◆ **Provided text**
Let’s call him Brandon.
He was young and handsome, with a devilish glint in his eye. He was charming and charismatic, like most of the men in my class at acting school. We sat in his car outside my Pasadena apartment talking late into the night, in the way that only 20 somethings can, still enjoying the new found freedom of apartment living and bar hopping. Leaning our heads back on the headrests and alternately staring into one another’s eyes, both of us summing up whether or not we were either tipsy enough or attracted to each other enough to kiss. I was fresh off a heartbreak that really wasn’t a heartbreak. You know, when you’re more upset and sad about the way it went down that the actual loss of the person. My pride was hurt, but my actual heart wasn’t. It was a very confusing time to be me. Mix in some heavy duty insecurity and a hard core eating disorder and I was ripe for the picking.
Somehow we ended up on the subject of my ex and how it all happened. There was another girl, you see, as there frequently are. She was gorgeous. She was talented. She was mean as a snake. Worse than all of that put together, she was better at being eating disordered than I was.
It was only when I was hospitalized the first time for my eating disorder, at 24 and after my second heart “incident” ,that I realized there is competition among us, the eating disordered. I sat in group therapy at a treatment facility without an ED specialized unit and listened to people of all walks of life tell horrific stories, the details of which are still fresh in my mind all these years later. There was only one other girl besides myself who was eating disordered. Her hair was cropped short, for the electric shock therapy she received twice weekly, and she folded perfectly in half on her metal folding chair in the cold therapy room. Her knees up by her face and her feet on the seat. her hands pulled inside her sweatshirt sleeves as she spoke. But all I could see was the space. There were probably 4 or 5 inches from the tips of her toes to the end of the seat. So much space. She was so thin. I was so jealous. Even know typing this I feel myself flush, my heart speed up a visceral reaction to the remembrance.
Later that night in my room, alone. I tried it. No metal chairs of course.Our rooms were an attempt to provide a home-like atmosphere while ensuring there were no sharp edges where we could injure ourselves, either on purpose if we were suicidal or accidentally from passing out. I had bulimia. Girl had anorexia. A much more desirable eating disorder. In the hierarchy of eating disorders it’s the tops. Every night since I was 17 I had prayed that God would take my bulimia and leave anorexia in it’s place. An unanswered prayer as it were. So it was that I tried to approximate the size of the folding chair and measure myself against her. I was barely 90 pounds at that time, a skeleton, but my feet left no space at the end of the chair. I didn’t measure up.
“Just once I want to be one of the beautiful people.” I said tipsily to Brandon. The girl whom my ex had become fascinated with, as everyone was, definitely qualified as “beautiful people.”
“No, you don’t Stephanie.” He said staring into my eyes and moving the tiniest bit closer. “It’s better to be plain. Like you.”
Then he tried to kiss me. I laughed, though I wanted to burst into tears from being told out right that I would indeed, never measure up, never be beautiful, never be the thinnest, the most talented, the desired one. But somehow, I laughed. Then, finding some self esteem somewhere I opened the car door and got out.

◆ **What you need to do**
A. According to the essay, at what age was the writer first hospitalized for an eating disorder?
B. Retype the part of the essay starting with "Then he tried" and going on through "and got out.".
The material has nothing to do with the essay.

◆ **Data records**

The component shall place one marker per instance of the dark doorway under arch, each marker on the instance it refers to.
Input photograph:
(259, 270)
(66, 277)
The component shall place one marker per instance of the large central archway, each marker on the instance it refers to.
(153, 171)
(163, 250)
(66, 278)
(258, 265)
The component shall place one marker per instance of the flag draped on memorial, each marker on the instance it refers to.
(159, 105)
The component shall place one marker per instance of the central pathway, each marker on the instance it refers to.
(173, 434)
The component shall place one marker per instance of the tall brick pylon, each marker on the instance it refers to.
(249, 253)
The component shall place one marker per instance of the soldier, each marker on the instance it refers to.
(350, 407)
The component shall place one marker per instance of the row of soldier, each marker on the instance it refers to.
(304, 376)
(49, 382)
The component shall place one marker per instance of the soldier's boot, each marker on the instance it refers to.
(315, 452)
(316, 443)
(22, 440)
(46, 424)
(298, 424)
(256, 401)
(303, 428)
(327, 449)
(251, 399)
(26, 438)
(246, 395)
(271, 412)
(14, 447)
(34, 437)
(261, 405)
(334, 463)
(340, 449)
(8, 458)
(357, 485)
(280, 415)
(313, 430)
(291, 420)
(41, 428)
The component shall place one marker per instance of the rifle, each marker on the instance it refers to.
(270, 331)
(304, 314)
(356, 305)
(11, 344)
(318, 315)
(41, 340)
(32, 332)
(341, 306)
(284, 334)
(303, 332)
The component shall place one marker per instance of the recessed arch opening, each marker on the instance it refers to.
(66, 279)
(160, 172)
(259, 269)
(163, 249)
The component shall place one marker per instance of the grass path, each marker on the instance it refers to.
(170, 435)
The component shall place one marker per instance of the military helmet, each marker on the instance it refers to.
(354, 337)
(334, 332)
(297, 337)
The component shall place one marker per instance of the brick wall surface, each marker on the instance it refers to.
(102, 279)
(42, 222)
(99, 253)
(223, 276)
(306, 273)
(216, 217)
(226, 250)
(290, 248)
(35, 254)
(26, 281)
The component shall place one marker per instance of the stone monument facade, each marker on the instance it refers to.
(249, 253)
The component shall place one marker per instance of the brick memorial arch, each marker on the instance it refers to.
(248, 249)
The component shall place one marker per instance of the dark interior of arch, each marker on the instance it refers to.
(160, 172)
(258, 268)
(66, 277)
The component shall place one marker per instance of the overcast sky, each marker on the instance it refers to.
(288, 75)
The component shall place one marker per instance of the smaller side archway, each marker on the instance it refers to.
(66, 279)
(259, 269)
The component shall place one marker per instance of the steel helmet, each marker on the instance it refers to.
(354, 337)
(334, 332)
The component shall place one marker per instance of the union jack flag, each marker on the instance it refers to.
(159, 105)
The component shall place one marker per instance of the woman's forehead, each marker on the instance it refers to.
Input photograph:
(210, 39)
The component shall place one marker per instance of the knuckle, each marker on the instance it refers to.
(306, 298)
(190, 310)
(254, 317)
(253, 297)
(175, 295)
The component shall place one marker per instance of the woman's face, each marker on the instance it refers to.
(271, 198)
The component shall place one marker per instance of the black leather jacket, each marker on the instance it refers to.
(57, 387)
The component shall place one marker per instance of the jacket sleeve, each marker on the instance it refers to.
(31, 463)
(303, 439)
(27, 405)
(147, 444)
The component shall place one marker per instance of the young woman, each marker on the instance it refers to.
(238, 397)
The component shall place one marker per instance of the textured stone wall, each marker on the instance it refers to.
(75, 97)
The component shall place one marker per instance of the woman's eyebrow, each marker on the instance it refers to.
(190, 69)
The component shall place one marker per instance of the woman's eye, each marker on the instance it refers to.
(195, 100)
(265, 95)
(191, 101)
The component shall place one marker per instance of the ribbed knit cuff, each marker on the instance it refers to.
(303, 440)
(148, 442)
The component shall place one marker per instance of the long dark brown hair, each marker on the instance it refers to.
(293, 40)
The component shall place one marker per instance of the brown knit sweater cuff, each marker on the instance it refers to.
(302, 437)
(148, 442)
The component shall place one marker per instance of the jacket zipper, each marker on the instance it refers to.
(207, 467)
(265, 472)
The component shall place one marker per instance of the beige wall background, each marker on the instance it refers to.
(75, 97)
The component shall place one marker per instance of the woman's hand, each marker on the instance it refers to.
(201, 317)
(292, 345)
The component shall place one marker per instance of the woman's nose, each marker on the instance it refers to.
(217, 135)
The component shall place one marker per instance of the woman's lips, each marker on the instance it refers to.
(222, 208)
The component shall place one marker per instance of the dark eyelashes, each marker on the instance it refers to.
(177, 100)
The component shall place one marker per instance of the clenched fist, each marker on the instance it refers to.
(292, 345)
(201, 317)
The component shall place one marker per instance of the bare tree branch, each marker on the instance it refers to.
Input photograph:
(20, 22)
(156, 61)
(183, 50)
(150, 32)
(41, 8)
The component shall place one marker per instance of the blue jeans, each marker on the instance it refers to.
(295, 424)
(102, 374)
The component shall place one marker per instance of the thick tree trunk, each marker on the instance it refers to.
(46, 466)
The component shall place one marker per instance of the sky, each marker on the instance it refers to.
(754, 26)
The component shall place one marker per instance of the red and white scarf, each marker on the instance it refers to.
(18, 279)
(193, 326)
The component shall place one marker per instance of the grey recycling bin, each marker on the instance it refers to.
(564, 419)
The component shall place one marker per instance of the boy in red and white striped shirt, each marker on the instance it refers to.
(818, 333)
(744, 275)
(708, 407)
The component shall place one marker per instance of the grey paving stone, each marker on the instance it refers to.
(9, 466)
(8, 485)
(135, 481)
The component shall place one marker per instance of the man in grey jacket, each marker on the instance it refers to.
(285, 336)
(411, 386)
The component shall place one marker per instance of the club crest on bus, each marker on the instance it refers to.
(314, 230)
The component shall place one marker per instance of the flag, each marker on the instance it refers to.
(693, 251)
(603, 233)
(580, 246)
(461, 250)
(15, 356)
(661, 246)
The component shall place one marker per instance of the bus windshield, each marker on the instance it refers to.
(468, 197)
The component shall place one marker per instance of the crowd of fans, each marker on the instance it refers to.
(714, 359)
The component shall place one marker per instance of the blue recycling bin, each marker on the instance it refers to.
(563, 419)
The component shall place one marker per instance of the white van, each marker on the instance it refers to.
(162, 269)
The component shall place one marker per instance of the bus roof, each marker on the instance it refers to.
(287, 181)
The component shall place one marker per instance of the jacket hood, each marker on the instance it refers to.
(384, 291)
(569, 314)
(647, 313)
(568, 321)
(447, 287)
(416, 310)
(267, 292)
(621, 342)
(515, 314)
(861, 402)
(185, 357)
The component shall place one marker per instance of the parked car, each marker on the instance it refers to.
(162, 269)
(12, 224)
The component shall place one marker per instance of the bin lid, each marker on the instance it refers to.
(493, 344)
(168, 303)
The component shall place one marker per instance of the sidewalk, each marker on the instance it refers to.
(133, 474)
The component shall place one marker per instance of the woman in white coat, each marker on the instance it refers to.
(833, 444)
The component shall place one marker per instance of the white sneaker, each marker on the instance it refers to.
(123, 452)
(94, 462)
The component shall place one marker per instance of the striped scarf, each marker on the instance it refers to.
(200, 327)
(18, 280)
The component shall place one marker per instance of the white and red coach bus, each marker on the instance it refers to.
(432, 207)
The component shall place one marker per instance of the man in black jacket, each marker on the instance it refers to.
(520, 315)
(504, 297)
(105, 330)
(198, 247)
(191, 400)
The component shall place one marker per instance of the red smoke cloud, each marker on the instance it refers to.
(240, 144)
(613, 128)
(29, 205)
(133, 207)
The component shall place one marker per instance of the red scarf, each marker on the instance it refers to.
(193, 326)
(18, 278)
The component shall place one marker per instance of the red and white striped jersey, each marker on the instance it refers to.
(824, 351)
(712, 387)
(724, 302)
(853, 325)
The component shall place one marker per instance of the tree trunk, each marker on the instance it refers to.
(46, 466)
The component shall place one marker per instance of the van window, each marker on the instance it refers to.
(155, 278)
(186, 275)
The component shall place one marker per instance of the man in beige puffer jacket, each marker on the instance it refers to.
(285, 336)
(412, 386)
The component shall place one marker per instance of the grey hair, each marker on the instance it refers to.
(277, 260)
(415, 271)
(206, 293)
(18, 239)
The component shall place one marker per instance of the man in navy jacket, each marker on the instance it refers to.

◆ **Answer list**
A. At 24, after a second heart "incident."

B.
Then he tried to kiss me. I laughed, though I wanted to burst into tears from being told out right that I would indeed, never measure up, never be beautiful, never be the thinnest, the most talented, the desired one. But somehow, I laughed. Then, finding some self esteem somewhere I opened the car door and got out.